(Passage given)
···
India’s Silicon Valley has topped a ranking (pdf) based on a survey by the Economist Intelligence Unit and telecom firm Telstra that questioned executives on six categories-people and skills, financial environment, innovation and entrepreneurship, new technology development, information and communications technology (ICT) infrastructure, and overall environment for digital transformation.
“Across geographies and industries, businesses are embarking on, or preparing for, a mission to put digital technology at the heart of everything they do, an exercise that has come to be known as digital transformation”, the report explained.
The survey was conducted between June and July this year and included 2,620 executives in 45 cities across the world.
Three of the top five cities in the ranking are Indian:
1. Bengaluru |
2. San Francisco |
3. Mumbai |
4. New Delhi |
5. Beijing |
“India’s cities may suffer more than most from infrastructure deficits, pollution, poverty and other ills, but when it comes to the environment for digital transformation, their executives are remarkably optimistic”, the report said.
Bengaluru is home to the Indian headquarters of multinational companies such as Microsoft, IBM, and Intel. Around 30% of the country’s technology startups-including unicorns like e-commerce website Flipkart and mobile advertising firm InMobi-and some of India’s leading IT giants such Infosys and Wipro are also based in the southern Indian city.
This concentration of business has attracted some of the best minds across a number of industries, but the rapid expansion of Bengaluru has stretched the physical infrastructure of this city of 10 million people to the limit. As a result, the quality of life in this metropolis, once known as a haven for the retired and for its gardens, has steadily plummeted in recent years. Yet, the availability of world-class talent may be among the reasons why the respondents surveyed felt confident that Bengaluru would be able to pull off a digital transformation.
···
(Data provided)
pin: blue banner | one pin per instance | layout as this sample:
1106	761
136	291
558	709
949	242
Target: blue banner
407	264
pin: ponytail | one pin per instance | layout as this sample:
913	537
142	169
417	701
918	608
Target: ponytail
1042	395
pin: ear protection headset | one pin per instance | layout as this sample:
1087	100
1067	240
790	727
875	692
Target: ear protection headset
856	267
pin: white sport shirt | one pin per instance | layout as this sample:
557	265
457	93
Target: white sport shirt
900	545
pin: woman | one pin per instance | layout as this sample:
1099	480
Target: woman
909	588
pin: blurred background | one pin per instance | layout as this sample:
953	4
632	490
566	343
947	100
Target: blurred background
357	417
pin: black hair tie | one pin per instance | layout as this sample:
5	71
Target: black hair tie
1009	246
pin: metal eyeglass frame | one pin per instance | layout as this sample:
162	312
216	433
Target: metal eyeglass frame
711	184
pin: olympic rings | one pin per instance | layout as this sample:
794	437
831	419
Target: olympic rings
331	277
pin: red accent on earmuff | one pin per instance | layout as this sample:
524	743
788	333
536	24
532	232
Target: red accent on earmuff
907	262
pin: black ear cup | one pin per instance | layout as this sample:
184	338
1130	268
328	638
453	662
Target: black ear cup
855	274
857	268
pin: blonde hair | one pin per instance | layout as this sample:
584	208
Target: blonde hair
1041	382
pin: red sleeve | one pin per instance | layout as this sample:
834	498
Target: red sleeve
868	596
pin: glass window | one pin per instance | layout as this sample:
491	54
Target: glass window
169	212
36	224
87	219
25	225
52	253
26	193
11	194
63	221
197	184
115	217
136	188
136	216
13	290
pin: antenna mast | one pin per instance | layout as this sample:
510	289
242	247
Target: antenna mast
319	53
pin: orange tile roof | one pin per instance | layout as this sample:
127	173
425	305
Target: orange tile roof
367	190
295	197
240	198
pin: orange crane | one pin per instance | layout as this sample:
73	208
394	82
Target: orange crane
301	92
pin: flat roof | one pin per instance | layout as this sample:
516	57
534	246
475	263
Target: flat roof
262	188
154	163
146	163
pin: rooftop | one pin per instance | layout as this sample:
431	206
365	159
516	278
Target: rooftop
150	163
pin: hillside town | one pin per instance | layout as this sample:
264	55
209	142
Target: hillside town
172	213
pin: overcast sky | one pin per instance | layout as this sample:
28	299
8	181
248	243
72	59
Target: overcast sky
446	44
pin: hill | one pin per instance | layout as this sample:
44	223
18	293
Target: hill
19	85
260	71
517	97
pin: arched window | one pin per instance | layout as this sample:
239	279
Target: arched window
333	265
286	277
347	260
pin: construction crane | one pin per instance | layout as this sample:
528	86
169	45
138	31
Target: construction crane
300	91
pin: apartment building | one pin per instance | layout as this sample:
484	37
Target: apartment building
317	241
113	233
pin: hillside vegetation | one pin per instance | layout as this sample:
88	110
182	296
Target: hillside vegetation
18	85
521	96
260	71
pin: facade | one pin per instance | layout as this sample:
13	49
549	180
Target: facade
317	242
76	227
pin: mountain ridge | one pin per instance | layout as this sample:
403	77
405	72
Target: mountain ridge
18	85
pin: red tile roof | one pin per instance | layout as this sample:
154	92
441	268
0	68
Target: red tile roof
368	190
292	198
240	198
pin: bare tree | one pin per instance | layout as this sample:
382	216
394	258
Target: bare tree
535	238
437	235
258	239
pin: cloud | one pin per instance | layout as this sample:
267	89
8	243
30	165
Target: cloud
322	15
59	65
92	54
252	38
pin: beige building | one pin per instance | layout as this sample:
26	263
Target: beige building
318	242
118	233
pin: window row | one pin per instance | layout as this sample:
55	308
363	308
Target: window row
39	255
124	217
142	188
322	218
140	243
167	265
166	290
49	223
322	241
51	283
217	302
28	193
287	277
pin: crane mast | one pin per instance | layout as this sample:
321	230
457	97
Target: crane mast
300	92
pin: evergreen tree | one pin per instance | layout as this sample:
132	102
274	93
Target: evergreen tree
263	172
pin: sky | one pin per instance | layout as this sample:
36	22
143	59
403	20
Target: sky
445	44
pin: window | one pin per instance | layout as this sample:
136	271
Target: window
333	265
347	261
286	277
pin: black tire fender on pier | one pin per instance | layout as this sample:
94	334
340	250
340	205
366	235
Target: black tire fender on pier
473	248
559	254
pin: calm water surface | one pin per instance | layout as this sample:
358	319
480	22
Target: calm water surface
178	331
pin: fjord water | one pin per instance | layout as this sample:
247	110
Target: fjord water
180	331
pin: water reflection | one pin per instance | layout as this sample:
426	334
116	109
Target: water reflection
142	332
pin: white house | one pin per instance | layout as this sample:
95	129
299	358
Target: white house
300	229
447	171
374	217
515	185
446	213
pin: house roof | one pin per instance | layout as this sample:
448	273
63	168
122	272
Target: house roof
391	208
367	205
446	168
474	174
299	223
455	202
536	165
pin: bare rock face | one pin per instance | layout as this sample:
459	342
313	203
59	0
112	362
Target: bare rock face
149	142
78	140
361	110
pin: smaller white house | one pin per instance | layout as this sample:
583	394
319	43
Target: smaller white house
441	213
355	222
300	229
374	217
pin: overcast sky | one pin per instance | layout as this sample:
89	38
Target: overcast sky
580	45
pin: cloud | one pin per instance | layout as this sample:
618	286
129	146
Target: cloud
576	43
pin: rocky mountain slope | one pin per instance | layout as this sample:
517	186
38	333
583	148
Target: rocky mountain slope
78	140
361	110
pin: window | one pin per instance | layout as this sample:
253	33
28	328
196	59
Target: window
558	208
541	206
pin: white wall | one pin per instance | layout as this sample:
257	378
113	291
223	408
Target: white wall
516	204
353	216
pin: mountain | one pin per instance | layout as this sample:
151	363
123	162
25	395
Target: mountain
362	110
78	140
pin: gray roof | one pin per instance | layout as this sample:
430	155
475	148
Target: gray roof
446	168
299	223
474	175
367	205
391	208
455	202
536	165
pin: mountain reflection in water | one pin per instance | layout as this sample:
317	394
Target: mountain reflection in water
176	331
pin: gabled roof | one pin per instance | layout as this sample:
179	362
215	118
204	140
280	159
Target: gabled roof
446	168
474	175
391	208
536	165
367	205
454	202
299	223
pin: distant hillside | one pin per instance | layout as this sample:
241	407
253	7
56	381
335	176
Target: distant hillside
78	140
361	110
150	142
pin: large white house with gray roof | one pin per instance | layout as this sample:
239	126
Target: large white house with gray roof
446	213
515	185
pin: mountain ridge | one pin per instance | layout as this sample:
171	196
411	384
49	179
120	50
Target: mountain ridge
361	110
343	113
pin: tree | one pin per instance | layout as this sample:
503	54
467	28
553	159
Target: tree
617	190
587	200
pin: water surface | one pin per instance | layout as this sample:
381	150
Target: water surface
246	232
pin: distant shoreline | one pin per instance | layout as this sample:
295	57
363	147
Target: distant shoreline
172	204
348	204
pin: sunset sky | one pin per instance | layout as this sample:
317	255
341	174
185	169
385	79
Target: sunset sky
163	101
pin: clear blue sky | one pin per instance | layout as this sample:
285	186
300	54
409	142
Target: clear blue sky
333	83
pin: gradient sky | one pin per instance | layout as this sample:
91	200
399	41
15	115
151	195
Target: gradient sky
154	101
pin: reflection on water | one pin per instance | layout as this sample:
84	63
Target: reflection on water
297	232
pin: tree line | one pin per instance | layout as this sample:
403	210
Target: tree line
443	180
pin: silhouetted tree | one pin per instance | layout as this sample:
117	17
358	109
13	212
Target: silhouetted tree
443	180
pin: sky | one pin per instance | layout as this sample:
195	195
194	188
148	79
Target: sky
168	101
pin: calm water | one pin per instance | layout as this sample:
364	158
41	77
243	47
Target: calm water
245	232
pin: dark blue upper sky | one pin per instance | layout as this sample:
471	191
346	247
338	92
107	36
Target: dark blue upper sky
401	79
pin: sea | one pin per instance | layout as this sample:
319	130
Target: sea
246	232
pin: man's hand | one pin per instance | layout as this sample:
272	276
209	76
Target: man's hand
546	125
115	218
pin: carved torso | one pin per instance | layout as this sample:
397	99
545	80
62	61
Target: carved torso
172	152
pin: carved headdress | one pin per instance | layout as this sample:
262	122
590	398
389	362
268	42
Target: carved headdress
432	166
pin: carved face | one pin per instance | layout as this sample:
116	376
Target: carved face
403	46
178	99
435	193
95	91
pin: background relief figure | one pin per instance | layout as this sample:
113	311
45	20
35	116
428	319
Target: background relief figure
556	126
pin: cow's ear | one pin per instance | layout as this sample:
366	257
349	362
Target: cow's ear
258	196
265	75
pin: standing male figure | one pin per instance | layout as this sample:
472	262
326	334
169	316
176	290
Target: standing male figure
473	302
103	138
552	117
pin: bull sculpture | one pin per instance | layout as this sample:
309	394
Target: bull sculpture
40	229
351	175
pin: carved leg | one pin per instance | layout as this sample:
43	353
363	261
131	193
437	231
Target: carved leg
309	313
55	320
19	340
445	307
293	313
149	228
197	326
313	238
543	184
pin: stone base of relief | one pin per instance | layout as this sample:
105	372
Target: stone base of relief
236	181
···
(Direction 1) According to the passage on the city ranking, why has the quality of life in Bengaluru declined in recent years? Answer in one to three sentences.
(Direction 2) Please duplicate the part of the passage on the city ranking starting at "The survey was" and ending at "the report said.".

(Worked answer 1) The concentration of business drove rapid expansion, which stretched the physical infrastructure of the city of 10 million people to the limit. As a result, the quality of life has steadily plummeted in recent years.

(Worked answer 2)
The survey was conducted between June and July this year and included 2,620 executives in 45 cities across the world.
Three of the top five cities in the ranking are Indian:
1. Bengaluru |
2. San Francisco |
3. Mumbai |
4. New Delhi |
5. Beijing |
“India’s cities may suffer more than most from infrastructure deficits, pollution, poverty and other ills, but when it comes to the environment for digital transformation, their executives are remarkably optimistic”, the report said.